— start of DOCUMENT SEGMENT —

Monday, March 26, 2012

if you lived here you'd be home by now

The camera of my worst scrapes and greatest adventures has bit the dust and has subsequently been replaced with a bulkier model with a slightly zoomier lens that doesn't fit so neatly in my purse, but at least the saving grace of the digital world is still being able to retrieve one's pictures when the camera goes kaput. This might be the only win it has over analog.



A couple months ago the weather thawed out for good, and I drove out to a gorge on the east side, and wished the hiking trail descended with the waterfalls but instead the route took me through the woods where there was dead leaves and dirty ground and squirrels and chipmunks galore. 



I stopped at the top of the park, behind the cul-de-sacs of lilliputian post-war American dreams, aluminum siding basementless ranches with little yards. This place in the back was supposed to be for more, but it never happened, just concrete slabs now overgrown, a road to nowhere.

The infrastructure was only half-finished, there are thorns and marshes, outcroppings of trees and birds, fire hydrants like part of a lost and unremarkable civilization.

— end of DOCUMENT SEGMENT —
— start of PROVIDED DATA —

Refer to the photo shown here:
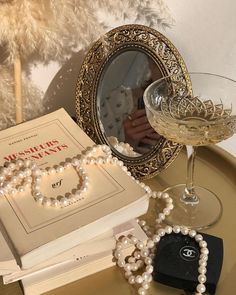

— end of PROVIDED DATA —

■ **PROMPT 1**: Output the passage of the blog entry above starting at "if you lived" and ending at "and chipmunks galore.", with every word kept identical.
■ **PROMPT 2**: Judge whether each statement agrees with the blog entry above: (a) the replacement camera fits neatly in the writer's purse; (b) the hiking trail at the gorge descended alongside the waterfalls; (c) the houses near the top of the park are described as ranches without basements. Answer yes or no for each, quoting the words of the entry that decide it.
■ **PROMPT 3**: Resume the blog entry about the half-finished development above the gorge, starting after its final sentence.

■ **WRITTEN RESPONSE 1**:
if you lived here you'd be home by now

The camera of my worst scrapes and greatest adventures has bit the dust and has subsequently been replaced with a bulkier model with a slightly zoomier lens that doesn't fit so neatly in my purse, but at least the saving grace of the digital world is still being able to retrieve one's pictures when the camera goes kaput. This might be the only win it has over analog.



A couple months ago the weather thawed out for good, and I drove out to a gorge on the east side, and wished the hiking trail descended with the waterfalls but instead the route took me through the woods where there was dead leaves and dirty ground and squirrels and chipmunks galore.

■ **WRITTEN RESPONSE 2**:
(a) No: "doesn't fit so neatly in my purse"
(b) No: "wished the hiking trail descended with the waterfalls but instead the route took me through the woods"
(c) Yes: "aluminum siding basementless ranches with little yards"

■ **WRITTEN RESPONSE 3**:
One of the growing feelings I have is that this area will never come back, that future generations will watch the neighborhoods fallow, the houses collapsed upon themselves as some degree of nature reclaims them. Thriving centers like Timbuktu and boomtowns of the western states are now dusty and populated only by the stragglers, the coal mining towns where my family comes from are already emptying, and the trailers and company shacks that haven't fallen apart are hollow bodies with only the memories of formerly inhabiting souls, escaping like the tattered curtains from the broken windows. As the empire tightens its grip and collapses, I wonder what the future holds.


4 comments:

  1. Oh, don't worry, the abandonment will be a cheap source of raw materials post-apocalypse. Think of how much a rusted fire hydrant would bring in.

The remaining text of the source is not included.